Print all the records exactly, please.

Data entries:
□ □ □
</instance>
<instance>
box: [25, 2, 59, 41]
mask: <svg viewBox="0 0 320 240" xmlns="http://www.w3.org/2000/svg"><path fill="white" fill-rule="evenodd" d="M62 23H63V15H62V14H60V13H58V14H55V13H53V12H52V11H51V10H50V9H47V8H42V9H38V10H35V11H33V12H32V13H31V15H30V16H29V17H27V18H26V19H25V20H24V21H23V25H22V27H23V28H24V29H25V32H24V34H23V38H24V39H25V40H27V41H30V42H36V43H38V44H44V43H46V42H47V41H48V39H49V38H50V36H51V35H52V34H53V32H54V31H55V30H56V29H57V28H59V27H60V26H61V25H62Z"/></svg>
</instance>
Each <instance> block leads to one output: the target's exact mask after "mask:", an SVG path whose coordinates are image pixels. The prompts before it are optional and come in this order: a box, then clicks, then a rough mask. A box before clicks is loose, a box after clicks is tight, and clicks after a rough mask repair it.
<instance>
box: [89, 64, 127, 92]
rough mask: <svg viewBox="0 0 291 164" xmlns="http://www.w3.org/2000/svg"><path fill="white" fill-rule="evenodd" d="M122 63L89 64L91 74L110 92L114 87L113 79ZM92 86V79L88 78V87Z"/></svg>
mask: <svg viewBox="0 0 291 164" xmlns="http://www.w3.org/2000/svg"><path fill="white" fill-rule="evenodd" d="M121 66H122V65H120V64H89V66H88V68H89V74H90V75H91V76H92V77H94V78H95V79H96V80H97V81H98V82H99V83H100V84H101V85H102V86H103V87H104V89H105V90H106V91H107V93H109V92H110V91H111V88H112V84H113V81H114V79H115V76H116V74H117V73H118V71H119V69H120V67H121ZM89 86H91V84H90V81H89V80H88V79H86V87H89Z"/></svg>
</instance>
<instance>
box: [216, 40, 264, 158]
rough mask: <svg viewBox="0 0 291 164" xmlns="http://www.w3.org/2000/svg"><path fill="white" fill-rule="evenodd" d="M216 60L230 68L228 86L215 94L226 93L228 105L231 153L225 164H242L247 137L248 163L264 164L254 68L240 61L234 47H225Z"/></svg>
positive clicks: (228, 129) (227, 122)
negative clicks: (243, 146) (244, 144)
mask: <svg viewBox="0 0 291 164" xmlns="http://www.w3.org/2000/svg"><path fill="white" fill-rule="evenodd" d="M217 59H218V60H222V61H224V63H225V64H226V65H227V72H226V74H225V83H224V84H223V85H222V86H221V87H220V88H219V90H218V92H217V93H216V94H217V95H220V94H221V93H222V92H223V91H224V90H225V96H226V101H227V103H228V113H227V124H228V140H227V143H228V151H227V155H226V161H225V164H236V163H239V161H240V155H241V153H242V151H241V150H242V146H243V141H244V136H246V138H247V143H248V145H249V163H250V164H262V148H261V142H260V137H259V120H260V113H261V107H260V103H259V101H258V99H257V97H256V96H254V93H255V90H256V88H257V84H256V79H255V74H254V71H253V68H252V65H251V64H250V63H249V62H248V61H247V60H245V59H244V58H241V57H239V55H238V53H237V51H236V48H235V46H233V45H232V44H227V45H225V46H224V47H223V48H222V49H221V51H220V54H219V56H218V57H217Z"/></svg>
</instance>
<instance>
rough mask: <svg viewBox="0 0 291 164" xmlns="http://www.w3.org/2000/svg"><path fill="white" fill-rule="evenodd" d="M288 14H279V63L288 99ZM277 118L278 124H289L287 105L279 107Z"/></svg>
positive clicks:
□ □ □
◆ RESPONSE AREA:
</instance>
<instance>
box: [25, 2, 59, 41]
mask: <svg viewBox="0 0 320 240" xmlns="http://www.w3.org/2000/svg"><path fill="white" fill-rule="evenodd" d="M62 23H63V15H62V14H60V13H58V14H55V13H53V12H52V11H51V10H50V9H47V8H42V9H38V10H35V11H33V12H32V13H31V15H30V16H29V17H27V18H26V19H25V20H24V21H23V25H22V27H23V28H24V29H25V32H24V34H23V38H24V39H25V40H27V41H30V42H36V43H38V44H44V43H46V42H47V41H48V39H49V38H50V36H51V35H52V34H53V32H54V31H55V30H56V29H57V28H59V27H60V26H61V25H62Z"/></svg>
</instance>
Each <instance> block leads to one output: the target's exact mask after "mask:", an SVG path whose coordinates are image pixels. The prompts before it are optional and come in this order: a box, then clicks, then a rough mask. A box before clicks is loose, a box after clicks is tight, and clicks after a rough mask repair it.
<instance>
box: [89, 64, 127, 92]
rough mask: <svg viewBox="0 0 291 164" xmlns="http://www.w3.org/2000/svg"><path fill="white" fill-rule="evenodd" d="M122 63L89 64L91 74L110 92L114 87L113 79ZM92 86V79L88 78V87Z"/></svg>
mask: <svg viewBox="0 0 291 164" xmlns="http://www.w3.org/2000/svg"><path fill="white" fill-rule="evenodd" d="M121 66H122V65H120V64H89V66H88V68H89V74H90V75H91V76H92V77H94V78H95V79H96V80H97V81H98V82H99V83H100V84H101V85H102V86H103V87H104V89H105V90H106V91H107V93H109V92H110V91H111V88H112V84H113V81H114V79H115V76H116V74H117V73H118V71H119V69H120V67H121ZM89 86H91V84H90V81H89V80H88V79H86V87H89Z"/></svg>
</instance>
<instance>
box: [216, 40, 264, 158]
rough mask: <svg viewBox="0 0 291 164" xmlns="http://www.w3.org/2000/svg"><path fill="white" fill-rule="evenodd" d="M216 60L230 68L228 86L215 94L226 93L228 105L231 153L225 164H242L247 137L248 163L264 164L254 68L240 61L234 47H225Z"/></svg>
positive clicks: (228, 129) (227, 122)
negative clicks: (243, 146) (244, 144)
mask: <svg viewBox="0 0 291 164" xmlns="http://www.w3.org/2000/svg"><path fill="white" fill-rule="evenodd" d="M217 59H218V60H222V61H224V63H225V64H226V65H227V72H226V74H225V83H224V84H223V85H222V86H221V87H220V88H219V90H218V92H217V93H216V94H217V95H220V94H221V93H222V92H223V91H224V90H225V96H226V101H227V103H228V113H227V124H228V140H227V143H228V151H227V155H226V161H225V164H236V163H239V161H240V155H241V153H242V151H241V150H242V146H243V141H244V136H246V138H247V143H248V145H249V163H250V164H262V148H261V142H260V137H259V120H260V113H261V107H260V103H259V101H258V99H257V97H256V96H254V93H255V90H256V88H257V84H256V79H255V74H254V71H253V68H252V65H251V64H250V63H249V62H248V61H247V60H245V59H244V58H241V57H239V55H238V53H237V51H236V48H235V46H233V45H232V44H227V45H225V46H224V47H223V48H222V49H221V51H220V54H219V56H218V57H217Z"/></svg>
</instance>
<instance>
rough mask: <svg viewBox="0 0 291 164" xmlns="http://www.w3.org/2000/svg"><path fill="white" fill-rule="evenodd" d="M288 14H279V63L288 99ZM277 118L278 124H289L287 105L279 107Z"/></svg>
positive clicks:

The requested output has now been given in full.